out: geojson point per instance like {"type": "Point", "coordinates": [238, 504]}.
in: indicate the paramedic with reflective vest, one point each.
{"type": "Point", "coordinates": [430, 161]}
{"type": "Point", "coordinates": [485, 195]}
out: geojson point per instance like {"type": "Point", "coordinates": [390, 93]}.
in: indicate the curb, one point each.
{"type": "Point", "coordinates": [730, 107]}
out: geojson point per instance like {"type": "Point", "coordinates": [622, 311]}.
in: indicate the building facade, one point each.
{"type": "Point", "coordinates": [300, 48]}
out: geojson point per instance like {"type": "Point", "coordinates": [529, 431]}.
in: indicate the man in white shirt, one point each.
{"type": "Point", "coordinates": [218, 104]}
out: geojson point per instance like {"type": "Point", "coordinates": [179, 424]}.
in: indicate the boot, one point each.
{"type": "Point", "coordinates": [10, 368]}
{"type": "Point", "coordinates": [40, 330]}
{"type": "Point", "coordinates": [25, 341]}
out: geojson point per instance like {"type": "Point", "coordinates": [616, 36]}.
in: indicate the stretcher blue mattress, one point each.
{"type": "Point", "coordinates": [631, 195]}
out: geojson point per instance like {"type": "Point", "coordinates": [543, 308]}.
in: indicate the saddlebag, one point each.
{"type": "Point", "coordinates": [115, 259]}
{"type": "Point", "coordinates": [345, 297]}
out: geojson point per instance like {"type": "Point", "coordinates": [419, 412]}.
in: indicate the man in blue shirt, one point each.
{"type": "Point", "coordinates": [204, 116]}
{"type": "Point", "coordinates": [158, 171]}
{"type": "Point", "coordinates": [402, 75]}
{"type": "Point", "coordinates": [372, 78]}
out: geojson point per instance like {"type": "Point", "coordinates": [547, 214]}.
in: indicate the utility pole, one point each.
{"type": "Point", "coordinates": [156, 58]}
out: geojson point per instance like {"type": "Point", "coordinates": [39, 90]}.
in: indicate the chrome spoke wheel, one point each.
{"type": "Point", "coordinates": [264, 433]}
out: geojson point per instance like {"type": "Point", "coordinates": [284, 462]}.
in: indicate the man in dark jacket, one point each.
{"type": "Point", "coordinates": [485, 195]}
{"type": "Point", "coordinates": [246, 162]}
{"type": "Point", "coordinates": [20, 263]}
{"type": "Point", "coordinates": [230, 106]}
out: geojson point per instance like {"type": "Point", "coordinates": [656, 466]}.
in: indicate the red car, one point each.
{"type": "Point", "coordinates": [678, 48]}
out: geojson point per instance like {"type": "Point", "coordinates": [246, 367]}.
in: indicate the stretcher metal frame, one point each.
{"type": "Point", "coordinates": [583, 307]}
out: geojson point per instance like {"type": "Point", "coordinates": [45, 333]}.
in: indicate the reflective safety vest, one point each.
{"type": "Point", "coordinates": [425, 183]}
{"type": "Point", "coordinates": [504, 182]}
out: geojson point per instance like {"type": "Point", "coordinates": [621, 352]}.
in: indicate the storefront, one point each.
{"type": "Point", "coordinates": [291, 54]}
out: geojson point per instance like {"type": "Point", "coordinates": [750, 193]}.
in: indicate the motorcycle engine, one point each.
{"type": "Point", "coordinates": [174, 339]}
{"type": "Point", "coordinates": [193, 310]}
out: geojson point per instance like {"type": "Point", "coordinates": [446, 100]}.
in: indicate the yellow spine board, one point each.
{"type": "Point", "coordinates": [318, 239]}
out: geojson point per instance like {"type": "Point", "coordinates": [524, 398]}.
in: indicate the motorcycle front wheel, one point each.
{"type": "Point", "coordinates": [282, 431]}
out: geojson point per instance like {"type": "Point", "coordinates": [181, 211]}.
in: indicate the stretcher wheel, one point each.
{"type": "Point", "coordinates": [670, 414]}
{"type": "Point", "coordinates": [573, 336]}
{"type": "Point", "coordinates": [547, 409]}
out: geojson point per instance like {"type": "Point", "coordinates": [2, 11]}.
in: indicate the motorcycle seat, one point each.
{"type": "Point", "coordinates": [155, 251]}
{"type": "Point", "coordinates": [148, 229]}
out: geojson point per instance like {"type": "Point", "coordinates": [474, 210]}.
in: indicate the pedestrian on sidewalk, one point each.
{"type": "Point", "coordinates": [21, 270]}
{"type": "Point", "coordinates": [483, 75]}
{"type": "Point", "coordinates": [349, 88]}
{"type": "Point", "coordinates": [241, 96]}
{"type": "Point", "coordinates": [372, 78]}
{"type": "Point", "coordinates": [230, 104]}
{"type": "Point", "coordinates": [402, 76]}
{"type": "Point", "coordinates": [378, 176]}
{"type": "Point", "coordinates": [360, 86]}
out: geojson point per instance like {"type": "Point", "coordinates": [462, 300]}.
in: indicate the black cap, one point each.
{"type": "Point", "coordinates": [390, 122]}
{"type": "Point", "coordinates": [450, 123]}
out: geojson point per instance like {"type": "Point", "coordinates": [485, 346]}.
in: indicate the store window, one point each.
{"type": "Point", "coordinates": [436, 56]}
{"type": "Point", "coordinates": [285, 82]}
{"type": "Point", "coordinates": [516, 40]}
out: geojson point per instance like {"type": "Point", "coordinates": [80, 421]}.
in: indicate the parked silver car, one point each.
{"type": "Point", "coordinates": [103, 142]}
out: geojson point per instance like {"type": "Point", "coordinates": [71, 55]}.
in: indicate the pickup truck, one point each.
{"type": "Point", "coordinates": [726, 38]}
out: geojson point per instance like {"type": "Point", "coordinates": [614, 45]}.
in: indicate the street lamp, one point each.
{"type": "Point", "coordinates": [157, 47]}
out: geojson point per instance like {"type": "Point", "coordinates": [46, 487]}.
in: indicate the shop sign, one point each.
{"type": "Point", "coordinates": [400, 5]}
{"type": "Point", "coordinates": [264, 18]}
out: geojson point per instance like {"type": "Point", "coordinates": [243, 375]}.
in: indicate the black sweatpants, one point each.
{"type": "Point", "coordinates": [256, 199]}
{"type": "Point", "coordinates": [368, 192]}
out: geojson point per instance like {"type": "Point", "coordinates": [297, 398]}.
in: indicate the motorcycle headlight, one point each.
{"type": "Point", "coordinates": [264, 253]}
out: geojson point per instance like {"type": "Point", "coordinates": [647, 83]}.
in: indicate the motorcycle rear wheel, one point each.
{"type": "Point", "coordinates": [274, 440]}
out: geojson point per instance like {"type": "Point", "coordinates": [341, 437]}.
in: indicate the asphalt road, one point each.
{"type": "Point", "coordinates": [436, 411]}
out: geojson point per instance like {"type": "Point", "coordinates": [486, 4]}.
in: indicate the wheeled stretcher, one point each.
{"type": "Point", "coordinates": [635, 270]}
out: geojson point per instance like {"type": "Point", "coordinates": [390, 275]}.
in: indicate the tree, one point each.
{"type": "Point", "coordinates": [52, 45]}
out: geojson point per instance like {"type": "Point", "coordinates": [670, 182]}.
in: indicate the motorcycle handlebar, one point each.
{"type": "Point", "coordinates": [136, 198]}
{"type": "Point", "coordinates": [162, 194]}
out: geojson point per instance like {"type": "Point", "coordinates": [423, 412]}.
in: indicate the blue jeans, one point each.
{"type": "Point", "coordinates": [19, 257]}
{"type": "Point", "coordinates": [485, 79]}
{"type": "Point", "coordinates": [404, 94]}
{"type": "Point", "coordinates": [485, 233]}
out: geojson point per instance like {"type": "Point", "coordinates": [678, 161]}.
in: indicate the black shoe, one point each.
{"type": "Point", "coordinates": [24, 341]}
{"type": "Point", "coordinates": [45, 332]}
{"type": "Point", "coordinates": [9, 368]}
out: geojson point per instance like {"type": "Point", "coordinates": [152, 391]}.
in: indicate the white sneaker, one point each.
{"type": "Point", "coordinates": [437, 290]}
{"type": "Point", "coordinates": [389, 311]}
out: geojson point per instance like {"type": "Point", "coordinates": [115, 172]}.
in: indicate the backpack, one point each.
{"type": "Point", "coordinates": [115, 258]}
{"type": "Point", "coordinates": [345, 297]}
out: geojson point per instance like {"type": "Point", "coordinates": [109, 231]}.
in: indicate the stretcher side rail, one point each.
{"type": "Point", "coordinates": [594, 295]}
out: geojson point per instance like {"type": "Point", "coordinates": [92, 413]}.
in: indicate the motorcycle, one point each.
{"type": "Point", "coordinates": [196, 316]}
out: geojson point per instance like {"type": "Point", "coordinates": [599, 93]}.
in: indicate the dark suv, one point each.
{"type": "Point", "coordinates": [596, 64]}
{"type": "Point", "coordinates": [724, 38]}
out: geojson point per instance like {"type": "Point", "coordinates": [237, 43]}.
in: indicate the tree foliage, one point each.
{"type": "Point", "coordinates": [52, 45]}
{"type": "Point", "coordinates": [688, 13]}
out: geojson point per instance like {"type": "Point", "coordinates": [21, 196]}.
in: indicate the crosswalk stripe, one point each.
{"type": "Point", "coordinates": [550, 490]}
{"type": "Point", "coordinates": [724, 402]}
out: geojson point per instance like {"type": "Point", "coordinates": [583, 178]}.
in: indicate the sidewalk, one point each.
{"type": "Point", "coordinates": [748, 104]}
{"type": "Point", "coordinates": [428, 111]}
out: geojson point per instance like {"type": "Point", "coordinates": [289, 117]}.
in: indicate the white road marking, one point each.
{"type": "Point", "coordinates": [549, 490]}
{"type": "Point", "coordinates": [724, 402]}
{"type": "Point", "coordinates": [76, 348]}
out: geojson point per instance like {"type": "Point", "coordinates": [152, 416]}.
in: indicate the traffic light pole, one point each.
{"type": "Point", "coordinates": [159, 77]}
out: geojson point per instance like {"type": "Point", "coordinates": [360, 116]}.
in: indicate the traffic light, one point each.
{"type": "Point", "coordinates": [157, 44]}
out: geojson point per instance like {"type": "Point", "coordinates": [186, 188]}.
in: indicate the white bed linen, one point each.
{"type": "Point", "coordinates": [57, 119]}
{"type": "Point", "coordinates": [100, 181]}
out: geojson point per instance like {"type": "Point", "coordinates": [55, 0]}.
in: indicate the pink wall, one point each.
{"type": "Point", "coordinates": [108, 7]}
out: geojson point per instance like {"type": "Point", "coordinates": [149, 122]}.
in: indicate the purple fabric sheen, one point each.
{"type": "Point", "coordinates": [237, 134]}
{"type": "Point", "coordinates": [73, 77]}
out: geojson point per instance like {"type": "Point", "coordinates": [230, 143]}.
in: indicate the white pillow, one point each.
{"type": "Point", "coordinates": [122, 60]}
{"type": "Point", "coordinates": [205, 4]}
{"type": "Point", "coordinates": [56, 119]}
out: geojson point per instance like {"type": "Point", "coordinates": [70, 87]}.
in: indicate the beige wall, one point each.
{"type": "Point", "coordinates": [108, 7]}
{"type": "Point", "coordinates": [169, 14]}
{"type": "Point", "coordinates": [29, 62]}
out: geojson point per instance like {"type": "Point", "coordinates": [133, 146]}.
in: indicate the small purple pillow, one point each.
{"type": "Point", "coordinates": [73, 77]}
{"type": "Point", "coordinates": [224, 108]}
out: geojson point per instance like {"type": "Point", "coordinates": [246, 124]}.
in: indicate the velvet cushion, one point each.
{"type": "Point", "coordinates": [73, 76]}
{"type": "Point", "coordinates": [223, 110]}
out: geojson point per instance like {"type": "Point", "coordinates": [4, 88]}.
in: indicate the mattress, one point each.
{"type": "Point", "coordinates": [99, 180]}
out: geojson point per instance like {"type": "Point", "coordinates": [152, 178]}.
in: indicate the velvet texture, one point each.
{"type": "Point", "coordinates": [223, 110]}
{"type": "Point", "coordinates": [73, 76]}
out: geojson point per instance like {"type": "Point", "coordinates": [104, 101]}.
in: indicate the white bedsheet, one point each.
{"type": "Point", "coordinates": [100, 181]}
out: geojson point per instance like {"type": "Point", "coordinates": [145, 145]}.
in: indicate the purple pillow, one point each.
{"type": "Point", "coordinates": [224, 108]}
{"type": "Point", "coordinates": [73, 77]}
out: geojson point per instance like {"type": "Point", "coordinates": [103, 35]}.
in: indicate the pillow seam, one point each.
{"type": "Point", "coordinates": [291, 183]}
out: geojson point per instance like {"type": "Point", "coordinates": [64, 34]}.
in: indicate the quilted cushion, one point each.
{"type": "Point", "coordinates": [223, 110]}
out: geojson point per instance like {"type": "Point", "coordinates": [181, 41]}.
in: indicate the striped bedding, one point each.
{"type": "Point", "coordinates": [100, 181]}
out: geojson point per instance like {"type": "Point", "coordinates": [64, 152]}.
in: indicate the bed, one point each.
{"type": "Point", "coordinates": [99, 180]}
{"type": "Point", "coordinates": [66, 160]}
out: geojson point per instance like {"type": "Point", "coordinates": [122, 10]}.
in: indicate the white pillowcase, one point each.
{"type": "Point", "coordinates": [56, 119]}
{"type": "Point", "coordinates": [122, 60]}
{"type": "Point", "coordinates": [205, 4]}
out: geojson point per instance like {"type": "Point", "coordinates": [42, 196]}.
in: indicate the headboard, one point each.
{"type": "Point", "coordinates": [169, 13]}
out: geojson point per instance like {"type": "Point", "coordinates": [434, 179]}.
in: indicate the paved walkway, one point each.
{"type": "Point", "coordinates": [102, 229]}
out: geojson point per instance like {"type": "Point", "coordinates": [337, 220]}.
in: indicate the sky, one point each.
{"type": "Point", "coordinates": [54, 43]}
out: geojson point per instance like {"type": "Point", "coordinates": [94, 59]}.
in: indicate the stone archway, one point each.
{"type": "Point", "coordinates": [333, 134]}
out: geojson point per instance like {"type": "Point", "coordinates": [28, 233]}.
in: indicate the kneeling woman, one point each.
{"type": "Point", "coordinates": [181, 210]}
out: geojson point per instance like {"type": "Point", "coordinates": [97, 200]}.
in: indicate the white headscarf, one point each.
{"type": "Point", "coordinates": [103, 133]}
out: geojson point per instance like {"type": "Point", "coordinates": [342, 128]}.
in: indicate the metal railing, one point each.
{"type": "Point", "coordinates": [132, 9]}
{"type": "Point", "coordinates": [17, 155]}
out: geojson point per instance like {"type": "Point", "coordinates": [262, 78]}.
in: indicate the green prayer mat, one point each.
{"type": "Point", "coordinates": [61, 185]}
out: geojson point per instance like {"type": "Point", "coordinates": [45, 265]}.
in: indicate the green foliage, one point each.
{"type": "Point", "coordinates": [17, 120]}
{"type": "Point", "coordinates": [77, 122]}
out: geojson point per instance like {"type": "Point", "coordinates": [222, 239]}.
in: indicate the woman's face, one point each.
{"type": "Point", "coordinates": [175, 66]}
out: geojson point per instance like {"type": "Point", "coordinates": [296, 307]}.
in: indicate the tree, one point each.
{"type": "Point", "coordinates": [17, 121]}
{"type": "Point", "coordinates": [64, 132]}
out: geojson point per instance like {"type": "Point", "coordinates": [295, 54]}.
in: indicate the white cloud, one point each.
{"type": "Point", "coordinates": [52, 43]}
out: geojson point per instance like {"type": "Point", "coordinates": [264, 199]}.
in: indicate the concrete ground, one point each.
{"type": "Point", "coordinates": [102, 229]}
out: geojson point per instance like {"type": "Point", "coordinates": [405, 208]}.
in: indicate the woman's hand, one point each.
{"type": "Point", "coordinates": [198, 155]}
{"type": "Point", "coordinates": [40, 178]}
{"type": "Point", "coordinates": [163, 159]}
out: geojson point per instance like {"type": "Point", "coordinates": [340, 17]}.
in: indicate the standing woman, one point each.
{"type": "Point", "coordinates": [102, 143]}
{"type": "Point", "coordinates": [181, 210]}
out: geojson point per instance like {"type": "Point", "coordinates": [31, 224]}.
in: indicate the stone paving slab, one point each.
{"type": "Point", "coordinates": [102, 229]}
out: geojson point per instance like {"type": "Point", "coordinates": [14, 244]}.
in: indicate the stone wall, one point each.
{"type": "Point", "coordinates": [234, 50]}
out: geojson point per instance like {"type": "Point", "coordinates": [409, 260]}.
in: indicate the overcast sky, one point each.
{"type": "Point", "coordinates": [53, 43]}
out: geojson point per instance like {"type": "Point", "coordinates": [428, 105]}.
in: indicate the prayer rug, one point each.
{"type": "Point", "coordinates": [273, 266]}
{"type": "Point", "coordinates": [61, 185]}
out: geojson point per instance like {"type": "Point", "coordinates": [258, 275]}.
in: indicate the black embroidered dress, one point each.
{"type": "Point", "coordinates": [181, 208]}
------
▶ **Set task**:
Pick out every line in the items above that contains the string "sidewalk", and copy each one unchanged.

▶ **Result of the exercise**:
in: indicate the pedestrian on sidewalk, one point each.
in: indicate the sidewalk, one point each.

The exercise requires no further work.